Prompt:
Reproduce the comment on cancer and average lifespan below in full, word for word.

START Excerpted text

Comment by A_D_E_P_T
Was this a well-corroborated and fact-based opinion, or was it off-the-cuff and handwavey? Podcast answers aren't always totally reliable.
But you mention "the average person," which is really the crux of the matter. Cancer strikes perfectly average people, oftentimes in their 30s or 40s, and hands down death sentences at random. A bad roll of the dice. A stray cosmic ray hit a dividing cell. Who knows? That is what is scary.
Eliminating cancer may perhaps only increase the average lifespan by three years -- though I have my doubts -- but what's much more important is that it would cut down tremendously the number of premature and random-seeming deaths in the prime of life.
The thing is that we are led to believe that cancer just strikes at random, and anecdotally we know of someone that never smoked to get lung cancer that spread everywhere to strike them dead.

END Excerpted text
START Material supplied

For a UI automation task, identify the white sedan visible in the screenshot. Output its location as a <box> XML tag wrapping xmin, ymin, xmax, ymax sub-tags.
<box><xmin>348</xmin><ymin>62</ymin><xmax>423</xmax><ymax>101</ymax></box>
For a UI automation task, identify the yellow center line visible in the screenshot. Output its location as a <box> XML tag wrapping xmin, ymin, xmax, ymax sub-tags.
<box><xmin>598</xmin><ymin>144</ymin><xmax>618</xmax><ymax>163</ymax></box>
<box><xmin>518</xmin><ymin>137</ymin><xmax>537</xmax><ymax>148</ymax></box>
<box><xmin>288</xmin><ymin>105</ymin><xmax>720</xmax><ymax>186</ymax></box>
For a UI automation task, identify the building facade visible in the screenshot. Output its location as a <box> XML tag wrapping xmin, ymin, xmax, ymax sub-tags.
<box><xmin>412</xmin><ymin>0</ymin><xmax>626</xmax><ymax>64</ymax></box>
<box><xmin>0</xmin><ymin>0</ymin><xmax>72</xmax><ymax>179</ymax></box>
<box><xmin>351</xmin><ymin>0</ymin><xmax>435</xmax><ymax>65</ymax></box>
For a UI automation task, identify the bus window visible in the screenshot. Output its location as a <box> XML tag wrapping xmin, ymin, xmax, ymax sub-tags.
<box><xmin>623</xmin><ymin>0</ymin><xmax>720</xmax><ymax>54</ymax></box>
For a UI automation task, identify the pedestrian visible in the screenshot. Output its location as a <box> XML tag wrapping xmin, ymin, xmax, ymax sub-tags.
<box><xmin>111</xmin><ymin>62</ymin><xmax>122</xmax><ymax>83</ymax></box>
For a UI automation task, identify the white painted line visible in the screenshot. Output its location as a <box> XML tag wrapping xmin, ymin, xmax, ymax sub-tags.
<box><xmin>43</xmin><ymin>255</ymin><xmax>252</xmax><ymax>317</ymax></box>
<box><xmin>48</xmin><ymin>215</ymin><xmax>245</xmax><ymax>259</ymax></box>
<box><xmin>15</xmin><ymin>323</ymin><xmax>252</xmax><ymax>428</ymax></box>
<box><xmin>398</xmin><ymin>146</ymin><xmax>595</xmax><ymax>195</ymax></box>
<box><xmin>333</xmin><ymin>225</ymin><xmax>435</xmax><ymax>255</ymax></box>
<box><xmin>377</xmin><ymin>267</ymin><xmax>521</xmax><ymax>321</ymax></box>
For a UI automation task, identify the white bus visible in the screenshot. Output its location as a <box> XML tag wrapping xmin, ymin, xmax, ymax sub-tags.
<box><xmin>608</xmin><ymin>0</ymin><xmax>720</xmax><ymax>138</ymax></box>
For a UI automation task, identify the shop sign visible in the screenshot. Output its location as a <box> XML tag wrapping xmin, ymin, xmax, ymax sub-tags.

END Material supplied

Task answer:
Comment by A_D_E_P_T
Was this a well-corroborated and fact-based opinion, or was it off-the-cuff and handwavey? Podcast answers aren't always totally reliable.
But you mention "the average person," which is really the crux of the matter. Cancer strikes perfectly average people, oftentimes in their 30s or 40s, and hands down death sentences at random. A bad roll of the dice. A stray cosmic ray hit a dividing cell. Who knows? That is what is scary.
Eliminating cancer may perhaps only increase the average lifespan by three years -- though I have my doubts -- but what's much more important is that it would cut down tremendously the number of premature and random-seeming deaths in the prime of life.
The thing is that we are led to believe that cancer just strikes at random, and anecdotally we know of someone that never smoked to get lung cancer that spread everywhere to strike them dead.